_Dataset content_
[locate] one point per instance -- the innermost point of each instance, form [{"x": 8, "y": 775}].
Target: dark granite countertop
==
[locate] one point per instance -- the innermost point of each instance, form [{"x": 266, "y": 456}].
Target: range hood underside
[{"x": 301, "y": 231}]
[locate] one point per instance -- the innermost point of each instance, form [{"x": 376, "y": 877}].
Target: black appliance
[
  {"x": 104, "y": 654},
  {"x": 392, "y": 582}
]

_What the task requires_
Return every line of the data that contains the word "locate".

_The reply_
[locate] one point per instance -- the innermost point of each instance, form [{"x": 8, "y": 775}].
[locate] one point per instance -- the innermost point of each instance, form [{"x": 266, "y": 456}].
[locate] one point per instance -- the innermost point of each instance, form [{"x": 376, "y": 877}].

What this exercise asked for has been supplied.